The Herald understands next year’s series would see the All Blacks host Italy (two tests) and Vern Cotter’s Fiji (one) at the same time as the British and Irish Lions’ scheduled blockbuster tour of South Africa.
The schedule remains in doubt, however, due to New Zealand’s border restrictions in the wake of the Covid-19 pandemic that has wreaked havoc with the international calendar – with the All Blacks’ tests against Wales and Scotland, scheduled for July this year, postponed indefinitely and the Bledisloe Cup and Rugby Championship in serious doubt.
The All Blacks last played Fiji nine years ago in Dunedin, winning 60-14, while it’s been 11 years since Italy lost 27-6 in their last appearance on New Zealand soil.
At the weekend, All Blacks coach Ian Foster revealed the North-South match had been scheduled for the first time since 2012 after multiple second-tier teams turned down invitations to take on the All Blacks between the end of Super Rugby Aotearoa and the start of the Mitre 10 Cup.
“We had a window of time between Super Rugby Aotearoa and Mitre 10 Cup. Normally we would try to play a test match – potentially against a Tier 2 country. There was no Tier 2 country that wanted to play us,” Foster told Martin Devlin on Newstalk ZB.
“We put an invite out to a few but clearly a lot of countries aren’t in a situation or prepared to come over here and play at the moment, and we fully understand that.”
Foster says the North-South match – which NZ Rugby are hoping can be played in front of a crowd to bring in $1 million in revenue – isn’t vital for the All Blacks, but is important from an economic perspective.
“We lost three test matches, with that we lose a lot of revenue that helps fuel the game.”
Wellington is in the box seat to host the match – already postponed by a week to September 5 – without crowds after the Government denied exemptions for Auckland-based players and staff to travel this week, due to the city’s level 3 lockdown after a community outbreak of Covid-19. Dunedin is another option to host the match.

============

_Tasks to perform_.
**a.** Repeat word for word the part of the article on the All Blacks' schedule that opens with the words containing "Foster says the" and closes with "an economic perspective.".
**b.** Write the next part of the article on the All Blacks' test schedule, picking up after its final sentence.
The entries after the article are not needed for anything here.

_Extracted records_.
============

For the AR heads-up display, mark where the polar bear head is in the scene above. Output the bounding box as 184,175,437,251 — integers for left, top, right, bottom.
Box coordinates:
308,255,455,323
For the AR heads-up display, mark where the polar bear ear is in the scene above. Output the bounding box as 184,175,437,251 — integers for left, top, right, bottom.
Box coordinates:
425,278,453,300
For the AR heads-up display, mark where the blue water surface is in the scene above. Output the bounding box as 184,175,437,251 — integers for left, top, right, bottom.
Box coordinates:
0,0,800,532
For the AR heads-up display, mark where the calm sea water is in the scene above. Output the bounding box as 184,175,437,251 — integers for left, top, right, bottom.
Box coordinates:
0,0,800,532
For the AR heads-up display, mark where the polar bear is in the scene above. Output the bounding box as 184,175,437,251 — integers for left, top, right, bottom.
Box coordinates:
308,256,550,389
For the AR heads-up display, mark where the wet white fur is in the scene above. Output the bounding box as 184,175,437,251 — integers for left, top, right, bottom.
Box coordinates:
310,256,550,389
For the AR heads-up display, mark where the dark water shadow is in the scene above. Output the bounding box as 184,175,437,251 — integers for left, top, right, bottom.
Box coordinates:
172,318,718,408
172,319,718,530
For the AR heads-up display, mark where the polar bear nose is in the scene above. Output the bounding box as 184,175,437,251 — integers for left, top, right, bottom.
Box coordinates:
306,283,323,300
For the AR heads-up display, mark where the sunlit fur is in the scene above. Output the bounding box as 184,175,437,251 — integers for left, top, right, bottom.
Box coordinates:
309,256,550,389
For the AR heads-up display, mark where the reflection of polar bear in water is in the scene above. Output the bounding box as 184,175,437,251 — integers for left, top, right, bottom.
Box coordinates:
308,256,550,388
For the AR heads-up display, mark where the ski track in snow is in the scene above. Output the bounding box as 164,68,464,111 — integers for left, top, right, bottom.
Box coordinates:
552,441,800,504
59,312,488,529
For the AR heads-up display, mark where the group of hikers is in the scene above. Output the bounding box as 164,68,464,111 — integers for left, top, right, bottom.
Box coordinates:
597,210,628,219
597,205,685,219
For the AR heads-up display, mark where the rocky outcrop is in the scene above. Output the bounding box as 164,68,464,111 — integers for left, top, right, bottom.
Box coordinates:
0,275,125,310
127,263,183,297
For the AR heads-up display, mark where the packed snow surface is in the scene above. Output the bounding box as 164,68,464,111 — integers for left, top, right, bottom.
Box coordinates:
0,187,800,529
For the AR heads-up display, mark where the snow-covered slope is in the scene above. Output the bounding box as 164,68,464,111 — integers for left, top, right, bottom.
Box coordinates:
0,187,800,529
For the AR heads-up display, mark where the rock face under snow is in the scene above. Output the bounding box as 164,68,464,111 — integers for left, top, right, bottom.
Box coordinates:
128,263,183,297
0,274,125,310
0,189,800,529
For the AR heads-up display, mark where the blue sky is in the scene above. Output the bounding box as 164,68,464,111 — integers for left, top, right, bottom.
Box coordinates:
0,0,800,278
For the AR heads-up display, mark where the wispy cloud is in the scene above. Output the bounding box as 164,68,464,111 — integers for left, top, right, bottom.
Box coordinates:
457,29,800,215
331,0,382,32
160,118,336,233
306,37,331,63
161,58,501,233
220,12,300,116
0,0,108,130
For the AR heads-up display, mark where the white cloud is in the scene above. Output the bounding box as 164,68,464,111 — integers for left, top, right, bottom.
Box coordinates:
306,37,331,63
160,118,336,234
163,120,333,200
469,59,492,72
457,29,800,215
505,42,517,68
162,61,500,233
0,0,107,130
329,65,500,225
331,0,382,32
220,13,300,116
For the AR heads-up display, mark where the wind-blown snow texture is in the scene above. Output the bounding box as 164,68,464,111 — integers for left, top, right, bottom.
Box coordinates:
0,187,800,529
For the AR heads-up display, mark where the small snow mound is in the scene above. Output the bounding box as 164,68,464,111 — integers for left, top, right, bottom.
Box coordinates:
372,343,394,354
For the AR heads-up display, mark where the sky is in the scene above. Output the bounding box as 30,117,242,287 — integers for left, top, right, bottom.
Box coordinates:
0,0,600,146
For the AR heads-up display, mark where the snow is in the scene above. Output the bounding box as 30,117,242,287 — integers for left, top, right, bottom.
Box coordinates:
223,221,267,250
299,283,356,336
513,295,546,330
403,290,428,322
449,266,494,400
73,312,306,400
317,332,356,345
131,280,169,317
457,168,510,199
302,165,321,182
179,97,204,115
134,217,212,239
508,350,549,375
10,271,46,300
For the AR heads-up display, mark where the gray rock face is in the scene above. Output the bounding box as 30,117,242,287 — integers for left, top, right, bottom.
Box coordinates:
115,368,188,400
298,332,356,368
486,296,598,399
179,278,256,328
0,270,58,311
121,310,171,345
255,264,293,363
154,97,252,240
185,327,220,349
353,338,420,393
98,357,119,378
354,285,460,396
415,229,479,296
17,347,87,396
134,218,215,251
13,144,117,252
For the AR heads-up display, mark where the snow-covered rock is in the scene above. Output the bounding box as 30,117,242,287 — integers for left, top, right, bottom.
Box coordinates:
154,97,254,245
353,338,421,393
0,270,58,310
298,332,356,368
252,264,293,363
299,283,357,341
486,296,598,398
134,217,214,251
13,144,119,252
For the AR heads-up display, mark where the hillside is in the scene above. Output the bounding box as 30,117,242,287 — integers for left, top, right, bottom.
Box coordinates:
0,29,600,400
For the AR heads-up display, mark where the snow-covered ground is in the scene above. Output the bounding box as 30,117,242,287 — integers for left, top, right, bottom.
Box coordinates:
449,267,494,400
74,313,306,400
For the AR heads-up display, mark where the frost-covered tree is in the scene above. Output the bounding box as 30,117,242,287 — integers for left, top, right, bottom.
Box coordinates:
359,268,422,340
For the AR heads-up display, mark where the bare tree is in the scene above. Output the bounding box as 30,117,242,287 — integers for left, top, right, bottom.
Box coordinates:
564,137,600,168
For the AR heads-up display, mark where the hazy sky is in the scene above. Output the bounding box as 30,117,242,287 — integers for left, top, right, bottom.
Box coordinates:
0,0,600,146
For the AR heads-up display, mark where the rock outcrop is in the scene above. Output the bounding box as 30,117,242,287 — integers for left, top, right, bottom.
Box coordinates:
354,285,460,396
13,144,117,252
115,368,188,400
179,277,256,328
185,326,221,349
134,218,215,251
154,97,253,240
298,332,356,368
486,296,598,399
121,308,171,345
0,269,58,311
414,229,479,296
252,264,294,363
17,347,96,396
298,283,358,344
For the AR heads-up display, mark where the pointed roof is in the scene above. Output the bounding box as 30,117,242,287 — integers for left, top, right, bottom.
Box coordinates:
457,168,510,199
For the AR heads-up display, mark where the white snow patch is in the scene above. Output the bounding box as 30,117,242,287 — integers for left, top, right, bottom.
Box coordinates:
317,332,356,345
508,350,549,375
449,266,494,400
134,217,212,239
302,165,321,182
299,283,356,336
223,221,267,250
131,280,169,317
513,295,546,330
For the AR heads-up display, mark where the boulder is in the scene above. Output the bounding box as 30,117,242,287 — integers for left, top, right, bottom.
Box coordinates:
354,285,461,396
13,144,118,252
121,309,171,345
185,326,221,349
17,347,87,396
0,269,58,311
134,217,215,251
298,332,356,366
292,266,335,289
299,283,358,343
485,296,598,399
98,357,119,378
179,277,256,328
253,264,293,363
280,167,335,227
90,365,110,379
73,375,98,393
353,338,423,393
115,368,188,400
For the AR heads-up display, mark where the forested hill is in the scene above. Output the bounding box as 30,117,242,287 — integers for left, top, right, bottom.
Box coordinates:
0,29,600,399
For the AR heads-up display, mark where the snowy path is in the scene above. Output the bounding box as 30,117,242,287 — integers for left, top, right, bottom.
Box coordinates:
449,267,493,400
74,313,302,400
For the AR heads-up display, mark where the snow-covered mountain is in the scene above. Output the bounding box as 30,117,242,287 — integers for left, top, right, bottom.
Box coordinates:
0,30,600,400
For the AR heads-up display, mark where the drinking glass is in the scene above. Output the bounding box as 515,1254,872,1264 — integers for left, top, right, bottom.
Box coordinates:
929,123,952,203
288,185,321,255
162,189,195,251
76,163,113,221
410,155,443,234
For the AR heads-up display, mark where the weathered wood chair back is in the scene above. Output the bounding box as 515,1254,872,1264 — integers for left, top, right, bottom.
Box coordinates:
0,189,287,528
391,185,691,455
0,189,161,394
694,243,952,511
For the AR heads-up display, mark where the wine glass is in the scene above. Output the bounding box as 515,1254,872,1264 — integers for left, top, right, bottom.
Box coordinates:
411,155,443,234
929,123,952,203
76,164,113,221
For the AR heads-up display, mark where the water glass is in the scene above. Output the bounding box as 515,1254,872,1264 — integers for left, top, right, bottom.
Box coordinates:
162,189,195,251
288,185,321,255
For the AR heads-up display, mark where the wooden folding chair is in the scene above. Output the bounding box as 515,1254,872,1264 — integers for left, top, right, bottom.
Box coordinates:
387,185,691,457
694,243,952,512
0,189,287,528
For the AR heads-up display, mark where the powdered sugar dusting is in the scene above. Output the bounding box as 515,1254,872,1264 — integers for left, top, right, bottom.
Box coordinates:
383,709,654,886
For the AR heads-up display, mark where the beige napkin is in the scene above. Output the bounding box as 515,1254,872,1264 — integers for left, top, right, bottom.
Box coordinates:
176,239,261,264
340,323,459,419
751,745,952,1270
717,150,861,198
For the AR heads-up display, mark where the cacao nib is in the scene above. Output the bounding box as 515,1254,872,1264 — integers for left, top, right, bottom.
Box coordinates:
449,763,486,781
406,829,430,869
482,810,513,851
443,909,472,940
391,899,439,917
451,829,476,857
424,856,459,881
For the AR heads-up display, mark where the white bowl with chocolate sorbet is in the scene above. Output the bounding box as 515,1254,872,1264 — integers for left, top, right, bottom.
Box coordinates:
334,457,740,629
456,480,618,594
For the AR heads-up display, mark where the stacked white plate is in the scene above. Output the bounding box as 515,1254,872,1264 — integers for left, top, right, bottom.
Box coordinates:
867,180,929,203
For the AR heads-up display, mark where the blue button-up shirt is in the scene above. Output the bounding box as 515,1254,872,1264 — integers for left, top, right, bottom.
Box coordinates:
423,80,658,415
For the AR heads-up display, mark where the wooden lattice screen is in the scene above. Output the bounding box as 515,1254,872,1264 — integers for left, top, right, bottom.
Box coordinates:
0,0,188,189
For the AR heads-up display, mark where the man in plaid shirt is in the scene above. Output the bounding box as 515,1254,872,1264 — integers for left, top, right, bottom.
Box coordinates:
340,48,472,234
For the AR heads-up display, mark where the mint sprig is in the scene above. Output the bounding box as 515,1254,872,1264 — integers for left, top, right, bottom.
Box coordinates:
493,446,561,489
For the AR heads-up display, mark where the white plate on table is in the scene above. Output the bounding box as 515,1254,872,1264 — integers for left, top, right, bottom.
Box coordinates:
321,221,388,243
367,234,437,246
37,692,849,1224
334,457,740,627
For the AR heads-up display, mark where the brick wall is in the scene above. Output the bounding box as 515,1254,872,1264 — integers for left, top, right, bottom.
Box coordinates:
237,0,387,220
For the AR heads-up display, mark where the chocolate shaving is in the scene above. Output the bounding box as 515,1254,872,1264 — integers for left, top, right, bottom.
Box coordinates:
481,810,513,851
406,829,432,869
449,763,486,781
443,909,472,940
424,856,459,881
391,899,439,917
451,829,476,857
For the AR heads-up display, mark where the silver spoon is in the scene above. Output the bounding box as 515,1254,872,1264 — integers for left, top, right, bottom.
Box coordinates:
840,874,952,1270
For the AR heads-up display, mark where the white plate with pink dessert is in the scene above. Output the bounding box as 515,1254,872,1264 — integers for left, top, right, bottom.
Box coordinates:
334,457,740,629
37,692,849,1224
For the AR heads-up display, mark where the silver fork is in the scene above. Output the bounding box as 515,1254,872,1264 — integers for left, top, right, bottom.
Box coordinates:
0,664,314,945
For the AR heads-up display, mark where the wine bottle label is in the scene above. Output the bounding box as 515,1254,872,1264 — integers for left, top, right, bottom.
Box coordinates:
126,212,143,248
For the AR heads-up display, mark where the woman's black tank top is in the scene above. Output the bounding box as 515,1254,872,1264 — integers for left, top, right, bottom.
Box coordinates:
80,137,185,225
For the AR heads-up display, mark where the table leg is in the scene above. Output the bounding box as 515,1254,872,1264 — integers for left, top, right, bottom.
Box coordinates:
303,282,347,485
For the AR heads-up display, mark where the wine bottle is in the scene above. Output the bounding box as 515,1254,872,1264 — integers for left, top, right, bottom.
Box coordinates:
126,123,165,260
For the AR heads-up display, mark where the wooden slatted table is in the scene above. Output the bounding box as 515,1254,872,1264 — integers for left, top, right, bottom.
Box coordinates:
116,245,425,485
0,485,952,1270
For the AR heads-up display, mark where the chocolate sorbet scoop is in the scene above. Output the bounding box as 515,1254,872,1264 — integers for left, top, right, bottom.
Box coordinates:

============

_Written answers_.
**a.**
Foster says the North-South match – which NZ Rugby are hoping can be played in front of a crowd to bring in $1 million in revenue – isn’t vital for the All Blacks, but is important from an economic perspective.

**b.**
The lockdown will remain in effect until 11.59pm on Sunday, before level 2 will be phased in. Gatherings for Aucklanders will be restricted to 10 people at level 2, while a 50-person limit would be in place for funerals and tangi. Gatherings of no more than 100 people will be permitted everywhere else in the country, which means Sky Stadium in Wellington appears a more realistic option of hosting the match – even if no fans are allowed.
Prime Minister Jacinda Ardern on Monday said Cabinet would only review the country’s alert settings on Sunday, September 6.
Foster said he wouldn’t want the game to go ahead if the 14 Auckland-based players and staff cannot be involved, but said that the match could be played without fans if that was deemed necessary.
“It can, and I’m sure we probably will try to make it go ahead without fans [if needed].
“The fact that they’ve filled up stadiums has created an awesome environment for players to play in and I know it will be a very different spectacle if we can’t have the fans there, so here’s hoping.”
NZR yesterday said an announcement on the North-South clash will be made today.
The All Blacks’ first match of the year, against a Moana Pacific side at Mt Smart Stadium on October 3, is also expected to be confirmed soon.